__INSTRUCTIONS FOR THE TASK__. Beginning with the line where "find the tall tree in the photo above" appears, retype every remaining line of the data below, both the first and last included.

__EXTRACTED MATERIAL__.
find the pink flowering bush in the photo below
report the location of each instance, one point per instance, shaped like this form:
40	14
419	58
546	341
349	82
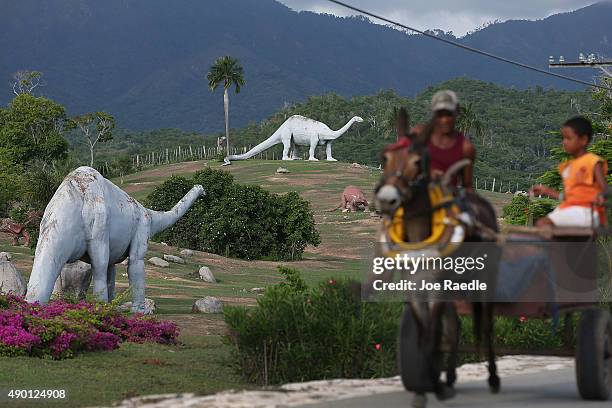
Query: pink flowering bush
61	328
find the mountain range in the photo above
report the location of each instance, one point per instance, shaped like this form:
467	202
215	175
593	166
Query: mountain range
145	61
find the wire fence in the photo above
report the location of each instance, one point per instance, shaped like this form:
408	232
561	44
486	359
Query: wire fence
188	153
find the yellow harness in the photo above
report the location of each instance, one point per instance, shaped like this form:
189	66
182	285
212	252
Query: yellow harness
446	230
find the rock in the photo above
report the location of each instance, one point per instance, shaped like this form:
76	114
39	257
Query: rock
206	275
158	262
174	259
187	252
11	280
207	304
149	307
73	281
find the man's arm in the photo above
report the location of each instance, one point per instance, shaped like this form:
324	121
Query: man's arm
469	152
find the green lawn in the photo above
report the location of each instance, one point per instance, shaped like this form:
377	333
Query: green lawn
202	363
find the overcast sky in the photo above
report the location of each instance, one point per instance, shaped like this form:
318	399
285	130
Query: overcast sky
459	16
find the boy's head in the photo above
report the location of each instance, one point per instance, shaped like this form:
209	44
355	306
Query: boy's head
577	133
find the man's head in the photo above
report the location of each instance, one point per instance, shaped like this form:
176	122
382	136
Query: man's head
576	133
445	106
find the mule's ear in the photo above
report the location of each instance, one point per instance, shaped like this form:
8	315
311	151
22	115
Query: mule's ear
422	132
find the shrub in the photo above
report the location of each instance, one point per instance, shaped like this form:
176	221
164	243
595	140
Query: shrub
517	212
237	220
61	329
298	333
294	326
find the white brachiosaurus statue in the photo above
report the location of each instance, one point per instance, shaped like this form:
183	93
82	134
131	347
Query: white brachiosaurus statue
91	219
299	131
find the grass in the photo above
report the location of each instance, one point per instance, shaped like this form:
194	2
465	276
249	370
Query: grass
202	363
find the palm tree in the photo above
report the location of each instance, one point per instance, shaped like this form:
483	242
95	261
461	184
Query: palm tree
226	70
469	121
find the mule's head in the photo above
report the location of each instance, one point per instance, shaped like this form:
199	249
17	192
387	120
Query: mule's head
404	169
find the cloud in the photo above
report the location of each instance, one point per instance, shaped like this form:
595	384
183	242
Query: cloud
459	16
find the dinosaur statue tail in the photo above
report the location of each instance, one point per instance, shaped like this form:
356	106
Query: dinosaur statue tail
266	144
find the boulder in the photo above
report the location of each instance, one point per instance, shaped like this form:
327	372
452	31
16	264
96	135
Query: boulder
206	275
174	259
73	281
186	252
149	307
11	280
158	262
207	304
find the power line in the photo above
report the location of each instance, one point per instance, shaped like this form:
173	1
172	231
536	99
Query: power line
468	48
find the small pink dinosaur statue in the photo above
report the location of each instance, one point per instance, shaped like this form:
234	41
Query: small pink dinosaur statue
353	199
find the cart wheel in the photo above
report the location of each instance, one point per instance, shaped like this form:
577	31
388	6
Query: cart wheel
414	356
594	355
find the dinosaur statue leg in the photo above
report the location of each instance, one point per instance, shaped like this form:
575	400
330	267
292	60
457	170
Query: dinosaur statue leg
286	146
136	275
311	150
98	251
26	237
328	152
110	282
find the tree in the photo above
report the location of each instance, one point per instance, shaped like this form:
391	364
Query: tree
95	127
226	70
468	122
32	128
24	82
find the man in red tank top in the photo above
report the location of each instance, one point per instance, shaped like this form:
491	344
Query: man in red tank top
447	145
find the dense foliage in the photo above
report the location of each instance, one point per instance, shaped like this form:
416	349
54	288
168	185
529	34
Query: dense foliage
236	220
61	329
520	208
294	325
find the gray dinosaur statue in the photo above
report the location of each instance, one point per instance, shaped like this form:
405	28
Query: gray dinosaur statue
299	131
91	219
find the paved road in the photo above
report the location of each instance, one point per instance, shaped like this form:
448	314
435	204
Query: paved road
552	389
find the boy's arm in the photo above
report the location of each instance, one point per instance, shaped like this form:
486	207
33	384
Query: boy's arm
540	189
602	183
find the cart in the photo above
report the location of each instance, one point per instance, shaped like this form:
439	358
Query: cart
420	362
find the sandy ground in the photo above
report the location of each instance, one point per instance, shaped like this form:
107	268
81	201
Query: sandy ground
298	394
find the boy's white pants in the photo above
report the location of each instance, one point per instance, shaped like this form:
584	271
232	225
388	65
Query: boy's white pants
574	216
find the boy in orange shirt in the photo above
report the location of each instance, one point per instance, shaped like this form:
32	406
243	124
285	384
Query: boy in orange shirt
584	181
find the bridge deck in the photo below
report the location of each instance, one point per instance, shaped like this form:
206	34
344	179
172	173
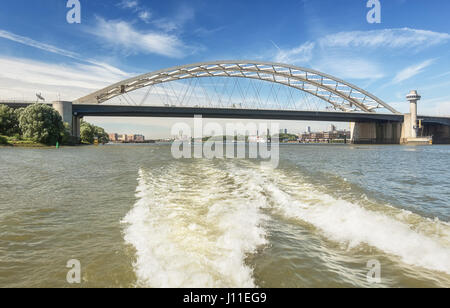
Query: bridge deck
250	114
188	112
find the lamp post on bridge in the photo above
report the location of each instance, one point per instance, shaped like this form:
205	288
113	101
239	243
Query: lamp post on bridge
413	97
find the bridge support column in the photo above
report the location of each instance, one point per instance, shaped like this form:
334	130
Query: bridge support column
76	128
64	108
363	133
375	133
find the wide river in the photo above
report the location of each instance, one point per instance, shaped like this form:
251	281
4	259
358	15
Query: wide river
136	217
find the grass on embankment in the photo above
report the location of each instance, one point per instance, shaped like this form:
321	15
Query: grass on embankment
20	142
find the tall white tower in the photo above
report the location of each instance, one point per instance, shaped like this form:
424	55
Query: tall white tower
413	97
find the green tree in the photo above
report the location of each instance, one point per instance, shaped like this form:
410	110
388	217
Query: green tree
89	132
101	135
9	122
41	123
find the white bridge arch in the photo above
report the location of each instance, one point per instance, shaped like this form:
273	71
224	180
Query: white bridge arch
341	95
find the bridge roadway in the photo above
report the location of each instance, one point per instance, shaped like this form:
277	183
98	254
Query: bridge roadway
85	110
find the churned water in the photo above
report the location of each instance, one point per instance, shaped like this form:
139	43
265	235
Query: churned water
135	217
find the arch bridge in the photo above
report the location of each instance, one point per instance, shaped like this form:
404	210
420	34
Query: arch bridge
373	120
340	95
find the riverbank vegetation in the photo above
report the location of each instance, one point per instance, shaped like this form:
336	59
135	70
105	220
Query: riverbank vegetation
40	125
90	133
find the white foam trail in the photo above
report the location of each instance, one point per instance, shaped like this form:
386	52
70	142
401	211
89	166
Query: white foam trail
352	224
194	237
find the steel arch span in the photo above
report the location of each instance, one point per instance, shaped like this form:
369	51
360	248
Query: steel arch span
338	93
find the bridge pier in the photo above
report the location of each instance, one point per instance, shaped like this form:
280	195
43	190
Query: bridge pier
65	109
375	132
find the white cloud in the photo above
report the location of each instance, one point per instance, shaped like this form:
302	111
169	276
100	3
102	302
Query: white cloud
22	78
391	38
32	43
412	71
122	34
350	68
145	16
129	4
53	49
300	54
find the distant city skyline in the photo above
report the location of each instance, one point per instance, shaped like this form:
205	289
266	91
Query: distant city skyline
119	39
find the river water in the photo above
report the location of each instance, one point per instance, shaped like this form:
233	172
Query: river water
136	217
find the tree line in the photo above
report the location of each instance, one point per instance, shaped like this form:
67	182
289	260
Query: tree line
41	123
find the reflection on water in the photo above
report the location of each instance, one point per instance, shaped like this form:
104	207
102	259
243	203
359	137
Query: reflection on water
134	216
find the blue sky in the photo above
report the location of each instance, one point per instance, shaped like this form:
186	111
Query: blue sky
41	52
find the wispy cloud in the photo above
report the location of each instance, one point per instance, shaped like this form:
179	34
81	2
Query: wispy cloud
412	71
350	68
176	22
335	53
125	36
391	38
56	50
300	54
143	13
128	4
21	78
32	43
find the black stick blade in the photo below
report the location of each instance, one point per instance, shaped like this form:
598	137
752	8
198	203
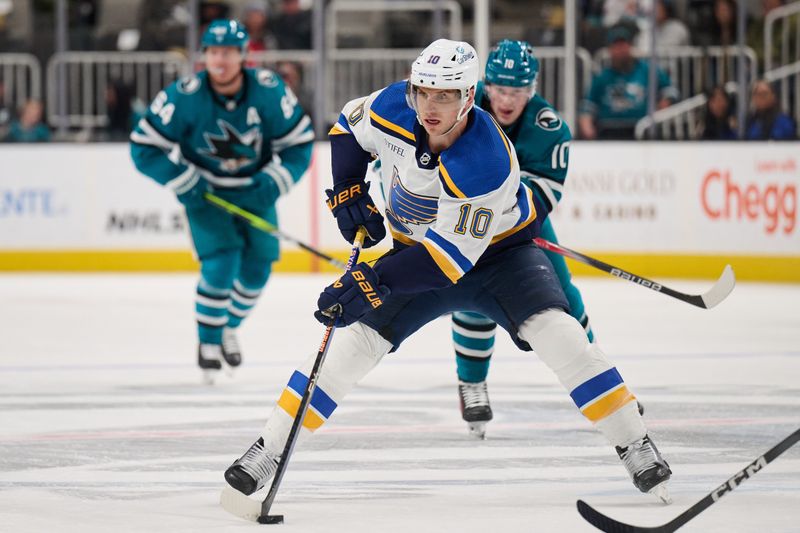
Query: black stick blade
609	525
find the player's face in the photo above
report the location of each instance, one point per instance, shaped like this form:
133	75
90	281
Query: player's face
437	108
508	103
223	63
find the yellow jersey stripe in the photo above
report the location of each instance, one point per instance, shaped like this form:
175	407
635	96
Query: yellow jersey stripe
394	127
525	223
449	182
608	404
291	404
399	237
337	129
444	264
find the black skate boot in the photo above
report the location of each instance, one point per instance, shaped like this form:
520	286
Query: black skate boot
209	359
649	471
251	471
230	348
475	408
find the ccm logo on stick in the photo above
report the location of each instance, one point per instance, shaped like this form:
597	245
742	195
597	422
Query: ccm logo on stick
722	198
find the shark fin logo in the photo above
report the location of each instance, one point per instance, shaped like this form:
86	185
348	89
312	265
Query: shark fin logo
233	149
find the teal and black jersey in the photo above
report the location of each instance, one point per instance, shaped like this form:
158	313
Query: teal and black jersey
541	139
261	136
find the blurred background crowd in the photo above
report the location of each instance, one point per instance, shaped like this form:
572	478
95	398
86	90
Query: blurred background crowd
88	79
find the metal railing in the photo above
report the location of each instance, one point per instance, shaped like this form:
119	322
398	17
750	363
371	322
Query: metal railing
782	18
679	121
693	68
21	77
86	76
788	77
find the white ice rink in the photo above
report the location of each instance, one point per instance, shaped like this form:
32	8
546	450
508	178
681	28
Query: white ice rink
105	427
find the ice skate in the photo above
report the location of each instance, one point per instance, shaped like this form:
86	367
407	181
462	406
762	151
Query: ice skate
231	353
251	471
649	471
475	408
209	359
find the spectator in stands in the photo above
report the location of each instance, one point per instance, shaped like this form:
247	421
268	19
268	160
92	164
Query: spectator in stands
292	74
5	112
670	31
617	98
718	122
118	111
755	36
292	26
255	19
163	24
29	127
767	121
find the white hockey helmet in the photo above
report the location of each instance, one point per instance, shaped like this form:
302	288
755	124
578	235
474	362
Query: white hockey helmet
445	64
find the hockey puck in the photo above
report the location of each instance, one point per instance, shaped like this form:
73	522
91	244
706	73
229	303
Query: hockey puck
271	519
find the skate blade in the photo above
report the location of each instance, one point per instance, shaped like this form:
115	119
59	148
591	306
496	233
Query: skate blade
661	492
209	376
240	505
477	430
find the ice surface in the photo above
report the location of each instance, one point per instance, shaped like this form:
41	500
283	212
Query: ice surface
104	425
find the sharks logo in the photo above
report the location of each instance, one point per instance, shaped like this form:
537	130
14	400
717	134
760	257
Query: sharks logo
405	207
233	149
547	119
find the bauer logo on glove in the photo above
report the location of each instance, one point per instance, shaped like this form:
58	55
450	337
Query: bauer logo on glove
353	207
350	297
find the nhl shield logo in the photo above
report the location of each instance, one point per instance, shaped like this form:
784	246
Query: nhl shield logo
547	119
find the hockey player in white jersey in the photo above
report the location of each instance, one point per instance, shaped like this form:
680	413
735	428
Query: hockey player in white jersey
462	225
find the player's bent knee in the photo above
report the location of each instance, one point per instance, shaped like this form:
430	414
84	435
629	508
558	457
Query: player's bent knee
555	336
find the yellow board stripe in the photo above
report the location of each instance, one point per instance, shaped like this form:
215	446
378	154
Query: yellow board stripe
775	268
444	264
449	181
291	404
608	404
394	127
531	218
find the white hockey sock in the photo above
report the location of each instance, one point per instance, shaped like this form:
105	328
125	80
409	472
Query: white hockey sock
592	381
353	352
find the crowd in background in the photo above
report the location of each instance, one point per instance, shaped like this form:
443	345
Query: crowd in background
615	101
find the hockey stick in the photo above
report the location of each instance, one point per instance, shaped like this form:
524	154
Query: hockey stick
237	503
718	292
259	223
609	525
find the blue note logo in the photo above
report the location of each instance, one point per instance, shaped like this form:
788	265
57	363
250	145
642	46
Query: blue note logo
405	207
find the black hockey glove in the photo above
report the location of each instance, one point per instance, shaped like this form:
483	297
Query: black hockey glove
352	206
351	296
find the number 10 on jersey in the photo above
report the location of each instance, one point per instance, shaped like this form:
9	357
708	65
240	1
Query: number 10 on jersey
478	221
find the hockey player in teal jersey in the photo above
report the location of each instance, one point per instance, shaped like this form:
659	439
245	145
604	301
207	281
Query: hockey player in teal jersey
462	225
240	133
541	140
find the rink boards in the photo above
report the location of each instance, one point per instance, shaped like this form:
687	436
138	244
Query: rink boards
659	209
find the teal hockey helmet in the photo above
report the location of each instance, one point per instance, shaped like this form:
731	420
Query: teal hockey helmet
512	63
225	32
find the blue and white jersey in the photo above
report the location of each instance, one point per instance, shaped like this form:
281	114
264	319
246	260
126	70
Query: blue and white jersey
457	204
258	137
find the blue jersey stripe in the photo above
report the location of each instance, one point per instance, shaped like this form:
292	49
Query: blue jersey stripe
323	403
449	248
598	385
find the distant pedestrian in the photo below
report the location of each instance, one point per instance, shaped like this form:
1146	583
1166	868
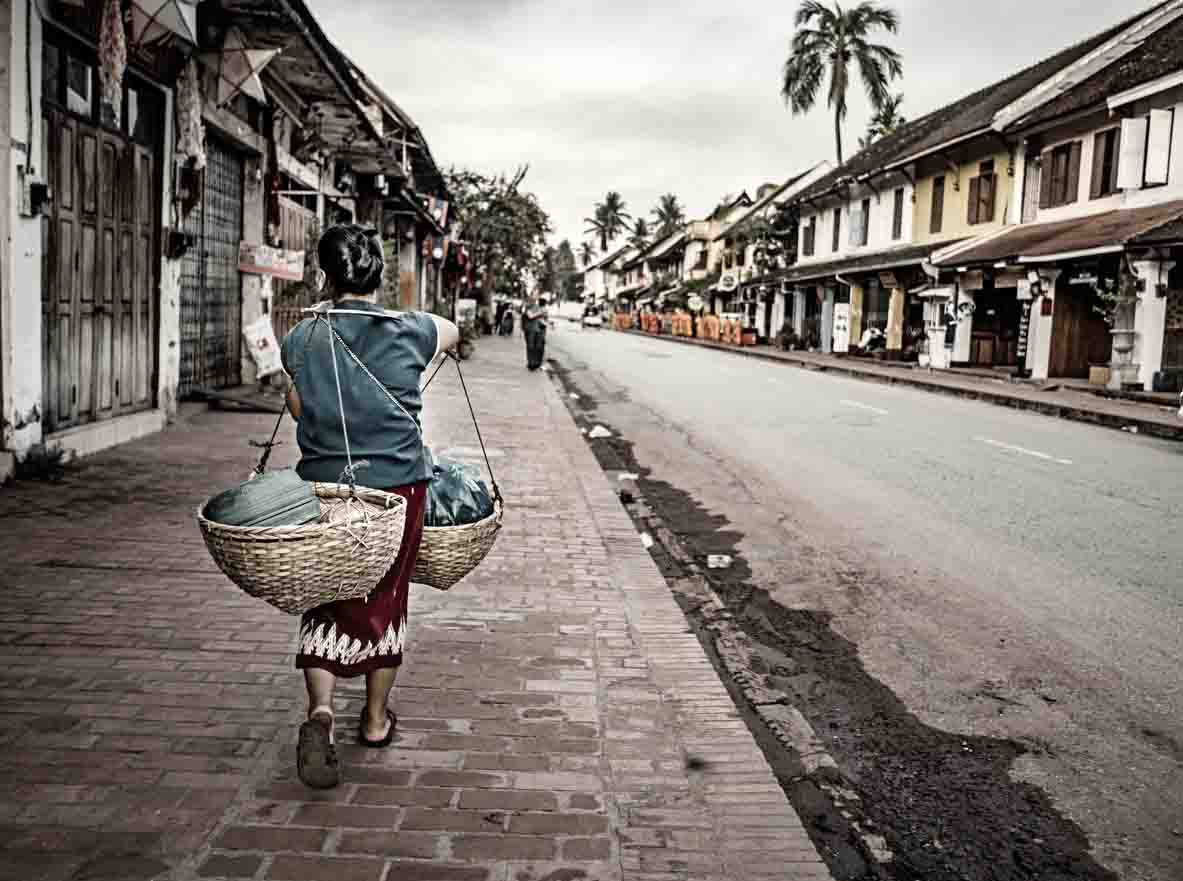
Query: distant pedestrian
363	636
534	324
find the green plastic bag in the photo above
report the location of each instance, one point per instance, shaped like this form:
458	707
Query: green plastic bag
456	496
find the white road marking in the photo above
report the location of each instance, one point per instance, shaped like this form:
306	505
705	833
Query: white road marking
864	407
1023	451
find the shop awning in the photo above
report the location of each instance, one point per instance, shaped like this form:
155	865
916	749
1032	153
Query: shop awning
1079	237
865	263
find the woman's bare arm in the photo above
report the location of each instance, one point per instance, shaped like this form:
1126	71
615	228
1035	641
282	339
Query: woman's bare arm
447	334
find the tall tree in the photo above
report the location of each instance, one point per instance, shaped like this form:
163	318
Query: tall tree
668	214
886	120
640	235
566	271
611	219
827	41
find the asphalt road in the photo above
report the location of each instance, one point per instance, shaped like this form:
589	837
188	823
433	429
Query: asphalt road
1003	574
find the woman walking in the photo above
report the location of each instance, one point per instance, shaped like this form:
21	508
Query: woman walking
359	636
534	325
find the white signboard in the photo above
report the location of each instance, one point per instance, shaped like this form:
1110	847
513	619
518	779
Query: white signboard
260	341
841	326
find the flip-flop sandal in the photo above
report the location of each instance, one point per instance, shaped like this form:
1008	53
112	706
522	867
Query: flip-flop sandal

__OUTPUT FOR THIS TASK__.
find the tall tree in the photo above
report the location of each instance, one point per instance, shaped like this form:
163	318
Query: tall tree
668	214
886	120
640	235
566	271
611	219
827	41
find the asphalt road in the photo above
report the location of each instance, one point per instance, shaped like this form:
589	837
188	823
433	429
Query: asphalt road
1003	574
find the woman walking in the photo above
report the location of each instance, one point per instance, shaped like this form:
21	508
Query: woman walking
359	636
534	325
find the white signboard in the photo above
report the location of each instance, one point per instance, shaped like this form:
1110	847
513	619
518	779
Query: white signboard
260	341
841	326
find the flip-flop sandal in the photo above
report the location of each instance, one point per instance, shaped like this form:
1008	53
112	706
522	867
Query: flip-flop sandal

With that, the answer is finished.